## What you will do
Whenever the string "arch" appears in a line below, please copy the line out.

Saved data entries
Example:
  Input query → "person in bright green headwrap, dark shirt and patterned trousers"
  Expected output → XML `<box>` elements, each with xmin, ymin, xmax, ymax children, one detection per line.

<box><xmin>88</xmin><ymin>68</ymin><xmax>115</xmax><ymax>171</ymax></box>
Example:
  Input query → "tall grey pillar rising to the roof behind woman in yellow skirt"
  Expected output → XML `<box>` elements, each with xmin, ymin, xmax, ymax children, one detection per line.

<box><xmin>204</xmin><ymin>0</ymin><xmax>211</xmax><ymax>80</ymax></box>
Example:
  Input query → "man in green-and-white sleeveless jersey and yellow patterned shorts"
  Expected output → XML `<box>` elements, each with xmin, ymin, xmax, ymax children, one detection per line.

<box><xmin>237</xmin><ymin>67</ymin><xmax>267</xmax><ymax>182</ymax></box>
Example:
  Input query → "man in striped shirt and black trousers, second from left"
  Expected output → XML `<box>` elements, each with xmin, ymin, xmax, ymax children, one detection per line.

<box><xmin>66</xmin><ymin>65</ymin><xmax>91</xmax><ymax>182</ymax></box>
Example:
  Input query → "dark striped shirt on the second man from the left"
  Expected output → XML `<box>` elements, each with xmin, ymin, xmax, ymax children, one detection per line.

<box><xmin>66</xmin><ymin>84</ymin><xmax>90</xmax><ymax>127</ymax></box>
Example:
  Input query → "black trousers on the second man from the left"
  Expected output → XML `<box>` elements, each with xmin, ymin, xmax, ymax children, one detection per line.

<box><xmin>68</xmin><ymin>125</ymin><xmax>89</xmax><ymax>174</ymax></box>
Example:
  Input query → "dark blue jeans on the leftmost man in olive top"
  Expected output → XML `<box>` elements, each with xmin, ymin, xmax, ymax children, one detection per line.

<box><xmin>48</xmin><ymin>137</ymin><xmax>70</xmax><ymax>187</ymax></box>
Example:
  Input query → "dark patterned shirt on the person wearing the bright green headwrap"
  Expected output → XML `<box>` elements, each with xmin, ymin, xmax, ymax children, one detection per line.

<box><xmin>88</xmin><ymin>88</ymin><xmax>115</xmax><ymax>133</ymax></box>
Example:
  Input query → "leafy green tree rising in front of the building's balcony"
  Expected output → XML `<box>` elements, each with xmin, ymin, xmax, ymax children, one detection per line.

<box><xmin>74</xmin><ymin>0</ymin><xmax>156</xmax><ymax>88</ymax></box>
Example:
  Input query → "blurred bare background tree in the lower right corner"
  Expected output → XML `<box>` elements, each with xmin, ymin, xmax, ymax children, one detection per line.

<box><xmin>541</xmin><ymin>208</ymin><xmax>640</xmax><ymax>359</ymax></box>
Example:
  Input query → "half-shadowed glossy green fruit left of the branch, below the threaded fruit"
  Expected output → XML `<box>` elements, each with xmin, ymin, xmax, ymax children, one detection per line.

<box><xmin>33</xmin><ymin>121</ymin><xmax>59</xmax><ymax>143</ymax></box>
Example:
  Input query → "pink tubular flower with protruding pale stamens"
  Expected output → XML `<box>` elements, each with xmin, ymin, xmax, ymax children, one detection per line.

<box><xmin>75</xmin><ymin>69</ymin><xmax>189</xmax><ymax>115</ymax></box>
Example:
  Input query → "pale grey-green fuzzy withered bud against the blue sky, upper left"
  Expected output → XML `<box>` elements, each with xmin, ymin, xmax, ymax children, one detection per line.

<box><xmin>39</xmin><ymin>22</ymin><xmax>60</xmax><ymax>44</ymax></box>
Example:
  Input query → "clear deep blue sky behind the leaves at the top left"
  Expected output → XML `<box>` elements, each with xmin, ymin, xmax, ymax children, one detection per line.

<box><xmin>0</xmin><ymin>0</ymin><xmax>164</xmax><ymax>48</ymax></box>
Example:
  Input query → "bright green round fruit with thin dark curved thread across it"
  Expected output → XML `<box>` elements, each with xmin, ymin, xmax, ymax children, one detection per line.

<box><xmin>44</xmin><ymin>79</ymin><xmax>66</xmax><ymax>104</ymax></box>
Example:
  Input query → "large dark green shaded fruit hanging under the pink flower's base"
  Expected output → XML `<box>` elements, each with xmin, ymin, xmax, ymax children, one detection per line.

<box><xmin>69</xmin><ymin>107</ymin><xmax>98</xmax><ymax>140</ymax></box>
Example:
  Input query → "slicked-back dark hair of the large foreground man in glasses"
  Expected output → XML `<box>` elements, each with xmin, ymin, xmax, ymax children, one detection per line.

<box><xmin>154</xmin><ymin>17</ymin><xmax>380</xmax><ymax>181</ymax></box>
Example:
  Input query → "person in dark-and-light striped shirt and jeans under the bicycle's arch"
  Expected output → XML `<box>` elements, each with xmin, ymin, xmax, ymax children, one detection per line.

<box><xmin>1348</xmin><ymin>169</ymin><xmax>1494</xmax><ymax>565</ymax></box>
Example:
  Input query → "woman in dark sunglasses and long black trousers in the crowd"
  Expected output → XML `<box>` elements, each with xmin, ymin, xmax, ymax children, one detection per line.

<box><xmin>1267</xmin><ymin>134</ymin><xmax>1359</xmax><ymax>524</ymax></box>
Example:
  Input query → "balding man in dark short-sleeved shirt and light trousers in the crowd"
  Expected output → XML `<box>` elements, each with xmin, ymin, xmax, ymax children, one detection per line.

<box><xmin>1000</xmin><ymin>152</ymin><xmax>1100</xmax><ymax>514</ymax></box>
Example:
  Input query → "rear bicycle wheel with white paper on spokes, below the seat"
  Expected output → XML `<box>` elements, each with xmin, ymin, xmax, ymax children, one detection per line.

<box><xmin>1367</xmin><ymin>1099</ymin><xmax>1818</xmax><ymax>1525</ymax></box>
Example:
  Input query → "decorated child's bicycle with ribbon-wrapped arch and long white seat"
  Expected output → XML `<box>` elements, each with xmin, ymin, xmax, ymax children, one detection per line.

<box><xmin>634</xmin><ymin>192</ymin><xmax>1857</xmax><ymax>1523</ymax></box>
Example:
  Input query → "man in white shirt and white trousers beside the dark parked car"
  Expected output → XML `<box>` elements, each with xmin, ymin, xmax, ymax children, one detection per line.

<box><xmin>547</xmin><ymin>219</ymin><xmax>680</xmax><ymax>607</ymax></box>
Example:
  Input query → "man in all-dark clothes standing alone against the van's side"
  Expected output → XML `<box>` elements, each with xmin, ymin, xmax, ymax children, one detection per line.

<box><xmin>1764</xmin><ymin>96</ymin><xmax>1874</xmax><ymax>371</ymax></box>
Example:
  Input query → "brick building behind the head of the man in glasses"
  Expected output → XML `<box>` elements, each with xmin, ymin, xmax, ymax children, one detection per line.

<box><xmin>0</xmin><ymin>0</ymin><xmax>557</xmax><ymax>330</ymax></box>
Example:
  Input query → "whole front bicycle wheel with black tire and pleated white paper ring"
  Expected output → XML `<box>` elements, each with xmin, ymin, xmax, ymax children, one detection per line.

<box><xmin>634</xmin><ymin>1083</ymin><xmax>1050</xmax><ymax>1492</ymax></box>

## Exercise solution
  Input query → "person in dark-and-light striped shirt and jeans under the bicycle's arch"
  Input query → "decorated child's bicycle with ribbon-wrapped arch and long white seat"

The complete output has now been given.